- **Exercise details**: Repeat every line below exactly, word for word.

- **Recorded data**:
[start]

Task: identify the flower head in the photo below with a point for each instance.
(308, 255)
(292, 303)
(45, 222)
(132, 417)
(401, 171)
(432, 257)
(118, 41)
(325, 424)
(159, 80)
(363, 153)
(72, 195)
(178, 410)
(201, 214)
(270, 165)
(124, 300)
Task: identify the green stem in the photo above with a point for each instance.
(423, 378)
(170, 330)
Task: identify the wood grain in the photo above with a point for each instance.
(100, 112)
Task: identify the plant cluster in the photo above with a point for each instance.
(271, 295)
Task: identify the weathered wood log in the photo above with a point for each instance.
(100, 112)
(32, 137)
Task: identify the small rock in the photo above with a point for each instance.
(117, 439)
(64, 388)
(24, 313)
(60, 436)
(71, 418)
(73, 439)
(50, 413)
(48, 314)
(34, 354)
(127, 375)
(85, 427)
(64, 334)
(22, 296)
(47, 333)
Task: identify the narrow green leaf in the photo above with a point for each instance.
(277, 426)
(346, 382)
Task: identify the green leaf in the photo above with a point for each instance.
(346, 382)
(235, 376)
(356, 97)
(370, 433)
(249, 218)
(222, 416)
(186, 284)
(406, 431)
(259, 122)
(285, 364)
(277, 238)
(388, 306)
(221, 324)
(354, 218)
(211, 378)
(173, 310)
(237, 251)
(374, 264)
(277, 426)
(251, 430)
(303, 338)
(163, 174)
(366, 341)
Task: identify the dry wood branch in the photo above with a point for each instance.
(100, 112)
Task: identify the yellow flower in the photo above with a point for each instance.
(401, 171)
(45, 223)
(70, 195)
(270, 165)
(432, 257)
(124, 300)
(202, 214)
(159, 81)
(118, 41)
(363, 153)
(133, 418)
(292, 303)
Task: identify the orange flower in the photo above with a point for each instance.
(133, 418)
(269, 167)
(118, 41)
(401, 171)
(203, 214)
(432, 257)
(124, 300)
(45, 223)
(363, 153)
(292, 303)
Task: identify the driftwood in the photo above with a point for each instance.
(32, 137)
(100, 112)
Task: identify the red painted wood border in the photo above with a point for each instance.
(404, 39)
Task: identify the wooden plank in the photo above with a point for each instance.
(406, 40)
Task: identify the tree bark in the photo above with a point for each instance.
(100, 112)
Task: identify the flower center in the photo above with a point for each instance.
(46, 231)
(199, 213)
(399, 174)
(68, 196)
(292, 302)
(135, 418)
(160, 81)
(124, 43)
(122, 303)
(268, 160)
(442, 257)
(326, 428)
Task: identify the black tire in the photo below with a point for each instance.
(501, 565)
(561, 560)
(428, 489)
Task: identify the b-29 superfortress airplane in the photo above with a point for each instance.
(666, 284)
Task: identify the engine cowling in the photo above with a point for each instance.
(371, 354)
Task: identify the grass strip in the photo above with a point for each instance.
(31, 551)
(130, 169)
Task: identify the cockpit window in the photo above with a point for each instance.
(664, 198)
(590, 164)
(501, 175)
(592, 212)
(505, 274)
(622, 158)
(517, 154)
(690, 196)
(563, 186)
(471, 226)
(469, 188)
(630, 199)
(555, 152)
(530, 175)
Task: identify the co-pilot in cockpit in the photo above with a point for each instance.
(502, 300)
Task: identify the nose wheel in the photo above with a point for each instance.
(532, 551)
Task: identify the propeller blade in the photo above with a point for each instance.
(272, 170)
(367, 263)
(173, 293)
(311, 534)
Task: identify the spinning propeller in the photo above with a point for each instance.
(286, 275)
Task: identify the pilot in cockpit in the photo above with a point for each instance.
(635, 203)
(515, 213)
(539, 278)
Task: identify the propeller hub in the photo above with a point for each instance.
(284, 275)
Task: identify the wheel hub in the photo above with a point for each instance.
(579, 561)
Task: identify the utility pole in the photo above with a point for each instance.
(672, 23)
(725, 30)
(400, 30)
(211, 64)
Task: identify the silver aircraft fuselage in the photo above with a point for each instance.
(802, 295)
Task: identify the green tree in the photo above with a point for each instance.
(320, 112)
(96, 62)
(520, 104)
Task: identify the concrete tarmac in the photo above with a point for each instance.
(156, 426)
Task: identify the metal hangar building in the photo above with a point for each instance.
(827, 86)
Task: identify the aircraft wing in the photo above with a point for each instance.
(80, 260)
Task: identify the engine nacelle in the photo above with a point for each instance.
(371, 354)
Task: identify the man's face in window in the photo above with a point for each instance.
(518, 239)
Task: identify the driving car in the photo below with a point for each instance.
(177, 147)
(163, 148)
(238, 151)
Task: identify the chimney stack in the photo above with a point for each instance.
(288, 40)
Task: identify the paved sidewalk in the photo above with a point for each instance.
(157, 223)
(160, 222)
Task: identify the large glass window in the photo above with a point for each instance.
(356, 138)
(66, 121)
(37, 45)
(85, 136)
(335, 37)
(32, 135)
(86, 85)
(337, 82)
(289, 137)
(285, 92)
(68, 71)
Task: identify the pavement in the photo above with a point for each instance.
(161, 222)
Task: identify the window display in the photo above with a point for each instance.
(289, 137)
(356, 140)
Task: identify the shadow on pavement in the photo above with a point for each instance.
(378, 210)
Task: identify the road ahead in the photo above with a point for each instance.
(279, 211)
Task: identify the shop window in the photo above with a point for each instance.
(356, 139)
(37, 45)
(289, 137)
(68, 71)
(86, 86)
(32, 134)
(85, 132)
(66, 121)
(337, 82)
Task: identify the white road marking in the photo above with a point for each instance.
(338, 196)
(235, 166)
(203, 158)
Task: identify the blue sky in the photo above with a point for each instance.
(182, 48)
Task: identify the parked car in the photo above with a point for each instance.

[end]

- **Response to this exercise**:
Task: identify the flower head in the photo below with a point for each instance.
(308, 255)
(292, 303)
(45, 222)
(132, 417)
(401, 171)
(432, 257)
(118, 41)
(325, 424)
(159, 80)
(363, 153)
(72, 195)
(178, 410)
(201, 214)
(270, 165)
(124, 300)
Task: identify the green stem in the photo above with a point for each instance.
(423, 378)
(170, 330)
Task: identify the wood grain in the photo above with a point for each instance.
(100, 112)
Task: identify the plant cluster in the photo above with a point for each instance.
(271, 295)
Task: identify the weathered wood log in the photo above with a point for each instance.
(100, 112)
(32, 137)
Task: identify the small rock in the photo above with a point for each instance.
(117, 439)
(64, 388)
(24, 313)
(60, 436)
(71, 418)
(73, 439)
(50, 413)
(48, 314)
(34, 354)
(127, 375)
(85, 427)
(64, 334)
(22, 296)
(47, 333)
Task: identify the narrow green leaf in the photo above with a point for each instance.
(277, 426)
(346, 382)
Task: identify the green leaf in the photo above with a point for each instance.
(346, 382)
(235, 376)
(356, 97)
(370, 433)
(249, 218)
(222, 416)
(186, 284)
(406, 431)
(259, 122)
(285, 364)
(277, 238)
(388, 306)
(221, 324)
(354, 218)
(211, 378)
(173, 310)
(237, 251)
(374, 264)
(277, 426)
(251, 430)
(303, 338)
(163, 174)
(366, 341)
Task: identify the dry wood branch in the photo above with a point for each instance.
(100, 112)
Task: identify the yellow flower in the photo above with a point for each instance.
(401, 171)
(45, 223)
(70, 195)
(270, 165)
(432, 257)
(124, 300)
(202, 214)
(159, 81)
(118, 41)
(363, 153)
(133, 418)
(292, 303)
Task: identify the orange flower in the photo above with a point for each instance.
(133, 418)
(269, 167)
(118, 41)
(401, 171)
(203, 214)
(432, 257)
(124, 300)
(45, 223)
(363, 153)
(292, 303)
Task: identify the driftwood in the photo above with a point for each instance.
(32, 137)
(100, 112)
Task: identify the red painted wood border in the photo above with a point for each instance.
(404, 39)
Task: identify the wooden plank in the photo above with a point for each instance.
(406, 40)
Task: identify the tree bark in the photo above with a point for each instance.
(100, 112)
Task: identify the flower center in the photo above with a point for each instance.
(46, 231)
(199, 213)
(399, 174)
(68, 196)
(292, 302)
(135, 418)
(160, 81)
(124, 43)
(122, 303)
(268, 160)
(442, 257)
(326, 428)
Task: identify the black tire in the photo below with a point for each instance.
(501, 565)
(561, 560)
(428, 489)
Task: identify the b-29 superfortress airplane in the photo above with a point for each instance.
(666, 284)
Task: identify the engine cowling in the photo above with a point for each instance.
(371, 354)
Task: identify the grass strip in the photo above with a point for each instance.
(31, 551)
(130, 169)
Task: identify the cockpit window in the photo above with a point for each instance.
(664, 198)
(590, 164)
(501, 175)
(592, 212)
(505, 274)
(622, 158)
(517, 154)
(690, 196)
(563, 186)
(471, 226)
(469, 188)
(630, 199)
(555, 152)
(530, 175)
Task: identify the co-pilot in cockpit in the photo above with a point for each instance.
(502, 300)
Task: identify the nose wheel in the photo above with a point for each instance.
(532, 551)
Task: identify the propeller blade in the photo above with a point for each instance.
(272, 170)
(367, 263)
(173, 293)
(311, 534)
Task: identify the spinning propeller in the photo above with a point for each instance.
(286, 275)
Task: identify the pilot in cockpit in the photo above with a point for each instance.
(635, 203)
(515, 213)
(539, 278)
Task: identify the propeller hub in the photo above with a point for each instance.
(284, 275)
Task: identify the wheel hub in the photo above with a point for each instance.
(579, 561)
Task: identify the utility pole in the photo above with a point for each instance.
(672, 23)
(725, 30)
(400, 30)
(211, 64)
Task: identify the silver aircraft fuselage in the photo above with a point for each instance.
(802, 295)
Task: identify the green tree in the photo above with a point for each instance.
(320, 112)
(96, 62)
(520, 104)
Task: identify the concrete tarmac in the photo above with a point for each instance.
(156, 426)
Task: identify the metal hangar building in the photo above with a point for each instance.
(827, 86)
Task: identify the aircraft wing in the photo above with a point for each instance.
(80, 260)
Task: identify the engine nacelle in the photo above with a point for each instance.
(371, 354)
Task: identify the man's face in window in the photo above with a point for each instance.
(518, 239)
Task: identify the driving car in the photo below with a point for each instance.
(177, 147)
(163, 148)
(238, 151)
Task: identify the chimney stack in the photo above with a point for each instance.
(288, 40)
Task: identify the paved sidewalk in the photo above with a point for each instance.
(157, 223)
(160, 222)
Task: identify the large glass window in the photo above with a point for each instance.
(356, 138)
(66, 121)
(37, 45)
(85, 136)
(335, 37)
(32, 135)
(86, 85)
(337, 82)
(289, 137)
(285, 92)
(68, 71)
Task: identify the pavement in the photo above with a point for each instance.
(161, 222)
Task: identify the window display in the photo above with a point for each instance.
(289, 137)
(356, 140)
Task: identify the shadow on pavement in the photo above with a point for each instance.
(378, 210)
Task: identify the road ahead in the photo above with a point for each instance.
(279, 211)
Task: identify the shop window in the photo above with a point for each instance.
(356, 139)
(37, 45)
(289, 137)
(68, 71)
(86, 86)
(32, 134)
(85, 132)
(66, 121)
(337, 82)
Task: identify the white road marking in the photo above with a point for each instance.
(338, 196)
(235, 166)
(203, 158)
Task: identify the blue sky in the photo above with a point for each instance.
(182, 48)
Task: identify the parked car in the photo above with a point for each instance.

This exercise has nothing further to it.